● EXERCISE REQUIREMENTS
Output the whole listing below. Keep it exact.
*** Begin section ***
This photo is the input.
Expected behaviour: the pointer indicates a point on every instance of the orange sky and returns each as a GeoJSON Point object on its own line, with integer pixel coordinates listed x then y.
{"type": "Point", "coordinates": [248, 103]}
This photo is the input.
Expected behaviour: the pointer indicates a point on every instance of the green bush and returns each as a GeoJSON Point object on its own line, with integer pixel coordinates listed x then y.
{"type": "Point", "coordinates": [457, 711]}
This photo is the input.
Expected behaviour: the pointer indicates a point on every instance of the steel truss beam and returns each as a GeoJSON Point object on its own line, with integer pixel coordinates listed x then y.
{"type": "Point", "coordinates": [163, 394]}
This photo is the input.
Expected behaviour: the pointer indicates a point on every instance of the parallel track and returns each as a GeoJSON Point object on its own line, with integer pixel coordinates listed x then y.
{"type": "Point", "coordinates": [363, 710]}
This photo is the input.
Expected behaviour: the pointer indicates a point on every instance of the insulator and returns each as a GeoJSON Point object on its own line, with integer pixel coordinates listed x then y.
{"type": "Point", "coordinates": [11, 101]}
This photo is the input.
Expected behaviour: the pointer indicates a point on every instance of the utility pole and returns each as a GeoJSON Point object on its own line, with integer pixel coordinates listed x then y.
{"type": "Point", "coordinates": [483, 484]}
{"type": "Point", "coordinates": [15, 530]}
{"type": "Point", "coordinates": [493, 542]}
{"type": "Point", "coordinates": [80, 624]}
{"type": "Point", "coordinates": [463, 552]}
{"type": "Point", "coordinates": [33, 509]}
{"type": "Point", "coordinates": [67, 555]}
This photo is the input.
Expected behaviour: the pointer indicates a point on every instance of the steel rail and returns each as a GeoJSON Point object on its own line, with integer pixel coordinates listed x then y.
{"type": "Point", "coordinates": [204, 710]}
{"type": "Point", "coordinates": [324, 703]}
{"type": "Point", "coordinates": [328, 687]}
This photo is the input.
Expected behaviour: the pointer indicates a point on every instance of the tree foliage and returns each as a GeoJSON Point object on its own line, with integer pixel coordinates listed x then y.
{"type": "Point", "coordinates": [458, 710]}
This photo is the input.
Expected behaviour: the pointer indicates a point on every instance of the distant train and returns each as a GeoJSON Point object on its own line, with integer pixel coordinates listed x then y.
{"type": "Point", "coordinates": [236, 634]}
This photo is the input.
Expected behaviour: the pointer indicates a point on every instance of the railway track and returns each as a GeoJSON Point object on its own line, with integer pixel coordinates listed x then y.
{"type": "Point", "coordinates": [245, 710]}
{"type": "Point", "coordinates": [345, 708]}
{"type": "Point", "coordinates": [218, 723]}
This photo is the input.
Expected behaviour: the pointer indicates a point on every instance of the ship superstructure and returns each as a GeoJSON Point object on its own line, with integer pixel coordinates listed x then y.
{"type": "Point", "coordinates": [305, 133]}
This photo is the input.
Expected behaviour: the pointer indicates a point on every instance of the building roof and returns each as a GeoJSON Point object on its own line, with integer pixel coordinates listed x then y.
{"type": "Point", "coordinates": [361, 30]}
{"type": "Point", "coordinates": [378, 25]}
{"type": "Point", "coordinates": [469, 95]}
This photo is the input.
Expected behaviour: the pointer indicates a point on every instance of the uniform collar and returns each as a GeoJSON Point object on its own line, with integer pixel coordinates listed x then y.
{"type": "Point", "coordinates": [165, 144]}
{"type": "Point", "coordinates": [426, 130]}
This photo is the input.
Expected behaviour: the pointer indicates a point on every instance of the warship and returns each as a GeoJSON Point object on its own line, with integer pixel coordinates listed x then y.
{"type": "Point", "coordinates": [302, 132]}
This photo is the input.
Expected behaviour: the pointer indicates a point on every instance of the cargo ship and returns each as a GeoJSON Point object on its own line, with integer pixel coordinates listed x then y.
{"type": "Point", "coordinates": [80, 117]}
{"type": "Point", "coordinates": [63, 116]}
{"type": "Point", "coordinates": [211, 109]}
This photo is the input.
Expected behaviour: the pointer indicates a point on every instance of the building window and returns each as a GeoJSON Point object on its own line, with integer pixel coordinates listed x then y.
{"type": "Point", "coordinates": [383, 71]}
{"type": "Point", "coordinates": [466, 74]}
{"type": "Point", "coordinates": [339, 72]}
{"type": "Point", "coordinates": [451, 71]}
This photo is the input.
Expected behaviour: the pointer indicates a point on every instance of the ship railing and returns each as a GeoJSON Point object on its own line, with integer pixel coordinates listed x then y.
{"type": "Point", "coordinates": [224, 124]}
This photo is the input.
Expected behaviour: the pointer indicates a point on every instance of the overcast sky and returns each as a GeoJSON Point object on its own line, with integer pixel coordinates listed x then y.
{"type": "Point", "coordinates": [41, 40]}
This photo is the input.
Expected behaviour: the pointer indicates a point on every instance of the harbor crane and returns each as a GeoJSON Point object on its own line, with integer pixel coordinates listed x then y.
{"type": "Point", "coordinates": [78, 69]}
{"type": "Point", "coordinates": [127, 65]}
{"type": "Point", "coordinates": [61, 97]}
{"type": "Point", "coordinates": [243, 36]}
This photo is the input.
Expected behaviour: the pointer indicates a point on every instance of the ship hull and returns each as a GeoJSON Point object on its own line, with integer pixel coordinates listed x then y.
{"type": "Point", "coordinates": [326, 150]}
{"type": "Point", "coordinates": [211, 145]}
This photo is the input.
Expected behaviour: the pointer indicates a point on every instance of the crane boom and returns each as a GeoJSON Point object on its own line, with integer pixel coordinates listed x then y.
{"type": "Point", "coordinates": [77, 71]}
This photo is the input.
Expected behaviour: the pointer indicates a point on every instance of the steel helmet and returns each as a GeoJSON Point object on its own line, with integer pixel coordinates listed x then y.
*** End section ***
● OUTPUT
This photo is the input.
Expected behaviour: the pointer indicates a point on every instance of the orange sky and returns each as a GeoJSON Point object on its own line, with integer pixel coordinates listed x then y.
{"type": "Point", "coordinates": [248, 103]}
This photo is the input.
Expected behaviour: the pointer indicates a point on every instance of the green bush and returns each as a GeoJSON Point object on its own line, with integer pixel coordinates listed x then y.
{"type": "Point", "coordinates": [457, 711]}
This photo is the input.
Expected behaviour: the pointer indicates a point on every instance of the steel truss beam and returns each as a GeoJSON Point object on its own line, with integer pixel coordinates listed x then y.
{"type": "Point", "coordinates": [163, 394]}
This photo is the input.
Expected behaviour: the pointer indicates a point on every instance of the parallel track and returns each as a GeoJSON Point object on its own line, with integer pixel coordinates listed x then y.
{"type": "Point", "coordinates": [363, 710]}
This photo is the input.
Expected behaviour: the pointer indicates a point on every instance of the insulator and returns each as a GeoJSON Point object on its own line, with integer pixel coordinates listed x then y.
{"type": "Point", "coordinates": [11, 101]}
This photo is the input.
Expected behaviour: the pointer indicates a point on every instance of the utility pole and returns each as a GeoJSON Point object on its own line, with integer pixel coordinates listed x then y.
{"type": "Point", "coordinates": [483, 484]}
{"type": "Point", "coordinates": [15, 530]}
{"type": "Point", "coordinates": [493, 542]}
{"type": "Point", "coordinates": [80, 624]}
{"type": "Point", "coordinates": [463, 552]}
{"type": "Point", "coordinates": [33, 509]}
{"type": "Point", "coordinates": [67, 555]}
This photo is the input.
Expected behaviour: the pointer indicates a point on every instance of the steel rail and returns each as a GeoJSON Point object on its own line, with integer pixel coordinates listed x then y.
{"type": "Point", "coordinates": [204, 710]}
{"type": "Point", "coordinates": [324, 703]}
{"type": "Point", "coordinates": [328, 687]}
This photo is the input.
Expected behaviour: the pointer indicates a point on every instance of the tree foliage and returns each as a GeoJSON Point object on its own line, with integer pixel coordinates listed x then y.
{"type": "Point", "coordinates": [458, 710]}
This photo is the input.
Expected behaviour: the pointer indicates a point on every instance of the distant train and returns each as a GeoJSON Point object on its own line, with integer pixel coordinates listed x then y.
{"type": "Point", "coordinates": [236, 634]}
This photo is the input.
Expected behaviour: the pointer indicates a point on every instance of the railway track and returns each as a GeoJSON Point object on its own line, with integer pixel coordinates listed x then y.
{"type": "Point", "coordinates": [245, 710]}
{"type": "Point", "coordinates": [345, 708]}
{"type": "Point", "coordinates": [218, 723]}
This photo is the input.
Expected behaviour: the pointer indicates a point on every instance of the ship superstructure and returns each as a GeoJSON Point object on its own line, with integer pixel coordinates listed x then y.
{"type": "Point", "coordinates": [305, 133]}
This photo is the input.
Expected behaviour: the pointer indicates a point on every instance of the building roof and returns each as a GeoJSON Point object on its own line, with integer pixel coordinates listed x then y.
{"type": "Point", "coordinates": [361, 30]}
{"type": "Point", "coordinates": [378, 25]}
{"type": "Point", "coordinates": [469, 95]}
This photo is the input.
Expected behaviour: the pointer indicates a point on every instance of the uniform collar and returns each as a GeoJSON Point object on its own line, with integer pixel coordinates listed x then y.
{"type": "Point", "coordinates": [165, 144]}
{"type": "Point", "coordinates": [426, 130]}
This photo is the input.
Expected behaviour: the pointer indicates a point on every instance of the warship and returns each as a GeoJSON Point object on its own line, with integer pixel coordinates listed x then y.
{"type": "Point", "coordinates": [302, 132]}
This photo is the input.
Expected behaviour: the pointer indicates a point on every instance of the cargo ship and returns each as a GeoJSON Point object on its own line, with integer pixel coordinates listed x then y.
{"type": "Point", "coordinates": [80, 117]}
{"type": "Point", "coordinates": [63, 116]}
{"type": "Point", "coordinates": [211, 109]}
This photo is the input.
Expected behaviour: the pointer indicates a point on every instance of the building window and returns each as a GeoJSON Point object on its own line, with integer pixel coordinates listed x then y.
{"type": "Point", "coordinates": [383, 71]}
{"type": "Point", "coordinates": [466, 74]}
{"type": "Point", "coordinates": [339, 72]}
{"type": "Point", "coordinates": [451, 71]}
This photo is the input.
Expected behaviour: the pointer indicates a point on every instance of the ship railing and returns each as a GeoJSON Point object on its own line, with integer pixel coordinates listed x then y.
{"type": "Point", "coordinates": [224, 124]}
This photo is the input.
Expected behaviour: the pointer indicates a point on every instance of the overcast sky and returns each as a GeoJSON Point object on its own line, with integer pixel coordinates listed x then y.
{"type": "Point", "coordinates": [41, 40]}
This photo is the input.
Expected behaviour: the pointer indicates a point on every instance of the harbor crane and returns each as a GeoJSON Point object on its own line, with integer pixel coordinates listed x then y.
{"type": "Point", "coordinates": [78, 69]}
{"type": "Point", "coordinates": [127, 65]}
{"type": "Point", "coordinates": [61, 97]}
{"type": "Point", "coordinates": [243, 36]}
This photo is the input.
Expected behaviour: the pointer indicates a point on every instance of the ship hull and returns each as a GeoJSON Point object on its own line, with integer pixel coordinates listed x then y.
{"type": "Point", "coordinates": [326, 150]}
{"type": "Point", "coordinates": [211, 145]}
This photo is the input.
Expected behaviour: the pointer indicates a point on every instance of the crane boom and returns each as a GeoJSON Point object on its own line, with integer pixel coordinates listed x then y.
{"type": "Point", "coordinates": [77, 71]}
This photo is the input.
Expected behaviour: the pointer indicates a point on every instance of the steel helmet and returns each as a GeoJSON Point object on its own line, with integer pixel coordinates listed x then y.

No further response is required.